■ **Set problem**
Gather every line of the listing below that contains the string "snake" and copy each one out. Case matters, so match the string only where its capitalization is the same.

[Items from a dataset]
───

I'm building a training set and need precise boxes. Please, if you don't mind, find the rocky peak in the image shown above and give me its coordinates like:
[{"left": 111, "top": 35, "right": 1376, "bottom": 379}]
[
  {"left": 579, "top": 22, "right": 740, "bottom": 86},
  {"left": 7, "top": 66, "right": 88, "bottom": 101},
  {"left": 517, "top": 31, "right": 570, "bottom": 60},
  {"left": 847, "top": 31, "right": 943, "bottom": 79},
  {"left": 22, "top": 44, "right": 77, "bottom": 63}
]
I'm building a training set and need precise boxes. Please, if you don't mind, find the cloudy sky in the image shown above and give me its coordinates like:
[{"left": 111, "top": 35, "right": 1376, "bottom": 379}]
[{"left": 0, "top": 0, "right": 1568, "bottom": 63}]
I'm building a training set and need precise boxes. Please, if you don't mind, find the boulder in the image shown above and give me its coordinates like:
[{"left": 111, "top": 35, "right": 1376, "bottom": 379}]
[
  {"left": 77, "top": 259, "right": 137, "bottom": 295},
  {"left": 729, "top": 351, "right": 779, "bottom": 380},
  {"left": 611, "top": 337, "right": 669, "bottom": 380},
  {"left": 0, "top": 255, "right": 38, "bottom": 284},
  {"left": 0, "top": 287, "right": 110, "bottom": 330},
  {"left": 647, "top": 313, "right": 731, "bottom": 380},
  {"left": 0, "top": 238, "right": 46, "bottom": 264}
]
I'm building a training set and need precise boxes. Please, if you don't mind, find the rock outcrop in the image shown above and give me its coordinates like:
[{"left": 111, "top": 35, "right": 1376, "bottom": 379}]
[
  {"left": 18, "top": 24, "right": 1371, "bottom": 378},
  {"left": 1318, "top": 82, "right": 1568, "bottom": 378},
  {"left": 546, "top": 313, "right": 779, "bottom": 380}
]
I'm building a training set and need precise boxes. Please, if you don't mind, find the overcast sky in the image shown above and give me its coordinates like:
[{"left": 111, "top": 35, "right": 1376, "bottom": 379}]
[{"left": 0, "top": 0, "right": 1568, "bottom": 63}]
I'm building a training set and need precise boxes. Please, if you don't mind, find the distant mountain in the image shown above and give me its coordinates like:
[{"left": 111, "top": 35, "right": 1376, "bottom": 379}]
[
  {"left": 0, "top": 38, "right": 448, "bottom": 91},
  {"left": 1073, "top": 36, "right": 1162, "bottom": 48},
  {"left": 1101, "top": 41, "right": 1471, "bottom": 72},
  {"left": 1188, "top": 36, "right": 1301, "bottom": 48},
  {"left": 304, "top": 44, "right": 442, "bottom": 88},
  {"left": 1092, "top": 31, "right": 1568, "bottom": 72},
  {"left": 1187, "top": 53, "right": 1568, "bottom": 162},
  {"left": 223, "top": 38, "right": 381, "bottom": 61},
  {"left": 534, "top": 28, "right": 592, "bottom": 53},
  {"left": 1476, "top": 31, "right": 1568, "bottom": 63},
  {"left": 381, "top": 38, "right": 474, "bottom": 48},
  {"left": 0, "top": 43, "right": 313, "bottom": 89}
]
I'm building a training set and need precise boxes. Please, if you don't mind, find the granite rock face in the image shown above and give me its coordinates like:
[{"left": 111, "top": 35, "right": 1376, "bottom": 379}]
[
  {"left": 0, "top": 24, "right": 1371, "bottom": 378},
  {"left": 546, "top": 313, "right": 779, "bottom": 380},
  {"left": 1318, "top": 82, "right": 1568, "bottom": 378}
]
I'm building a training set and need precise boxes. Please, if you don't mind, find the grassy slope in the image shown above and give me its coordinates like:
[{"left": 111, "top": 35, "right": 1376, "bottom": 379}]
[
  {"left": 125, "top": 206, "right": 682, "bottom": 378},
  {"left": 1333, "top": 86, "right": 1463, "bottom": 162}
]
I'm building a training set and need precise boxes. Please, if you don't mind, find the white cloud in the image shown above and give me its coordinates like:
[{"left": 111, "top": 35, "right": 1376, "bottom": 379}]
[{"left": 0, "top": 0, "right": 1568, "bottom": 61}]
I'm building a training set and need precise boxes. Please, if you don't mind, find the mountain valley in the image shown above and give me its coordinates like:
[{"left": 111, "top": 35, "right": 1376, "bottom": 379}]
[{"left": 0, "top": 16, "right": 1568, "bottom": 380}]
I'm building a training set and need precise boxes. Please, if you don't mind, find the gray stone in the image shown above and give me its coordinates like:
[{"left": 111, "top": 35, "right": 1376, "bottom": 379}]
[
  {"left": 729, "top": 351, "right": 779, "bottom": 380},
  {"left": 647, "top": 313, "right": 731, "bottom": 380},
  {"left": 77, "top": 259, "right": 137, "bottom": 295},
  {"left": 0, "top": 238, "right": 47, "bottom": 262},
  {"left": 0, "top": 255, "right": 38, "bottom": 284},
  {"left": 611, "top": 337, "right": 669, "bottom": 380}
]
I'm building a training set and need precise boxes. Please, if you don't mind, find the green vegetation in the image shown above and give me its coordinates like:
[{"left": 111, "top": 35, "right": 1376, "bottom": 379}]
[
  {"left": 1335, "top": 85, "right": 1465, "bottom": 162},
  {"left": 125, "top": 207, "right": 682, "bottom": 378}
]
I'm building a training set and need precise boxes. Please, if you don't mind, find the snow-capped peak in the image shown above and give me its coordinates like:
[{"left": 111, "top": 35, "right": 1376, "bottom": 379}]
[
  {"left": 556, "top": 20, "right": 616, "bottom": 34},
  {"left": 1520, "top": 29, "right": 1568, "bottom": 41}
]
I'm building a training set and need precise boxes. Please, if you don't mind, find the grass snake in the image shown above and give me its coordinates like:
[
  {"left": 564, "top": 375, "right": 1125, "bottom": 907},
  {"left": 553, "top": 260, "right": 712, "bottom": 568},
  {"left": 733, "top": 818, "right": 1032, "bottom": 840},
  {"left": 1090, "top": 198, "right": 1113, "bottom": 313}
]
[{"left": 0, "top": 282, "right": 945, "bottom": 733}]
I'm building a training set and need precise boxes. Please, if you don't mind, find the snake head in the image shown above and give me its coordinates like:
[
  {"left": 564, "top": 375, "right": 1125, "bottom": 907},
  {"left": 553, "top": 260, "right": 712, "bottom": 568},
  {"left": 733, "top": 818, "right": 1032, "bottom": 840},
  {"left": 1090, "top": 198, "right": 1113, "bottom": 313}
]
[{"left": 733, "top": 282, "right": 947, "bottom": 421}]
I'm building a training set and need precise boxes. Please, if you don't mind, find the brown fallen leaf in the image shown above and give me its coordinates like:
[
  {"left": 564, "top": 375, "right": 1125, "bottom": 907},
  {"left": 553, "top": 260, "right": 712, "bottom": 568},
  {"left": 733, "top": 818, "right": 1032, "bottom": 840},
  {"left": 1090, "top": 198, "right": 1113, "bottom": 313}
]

───

■ **Final answer**
I'm building a training set and need precise boxes. Please, if you don't mind, find the grass snake in the image shown above and give me its coordinates like:
I'm building a training set and need precise boxes. Please, if you don't mind, find the snake head in the image shown above and give me its coordinates like:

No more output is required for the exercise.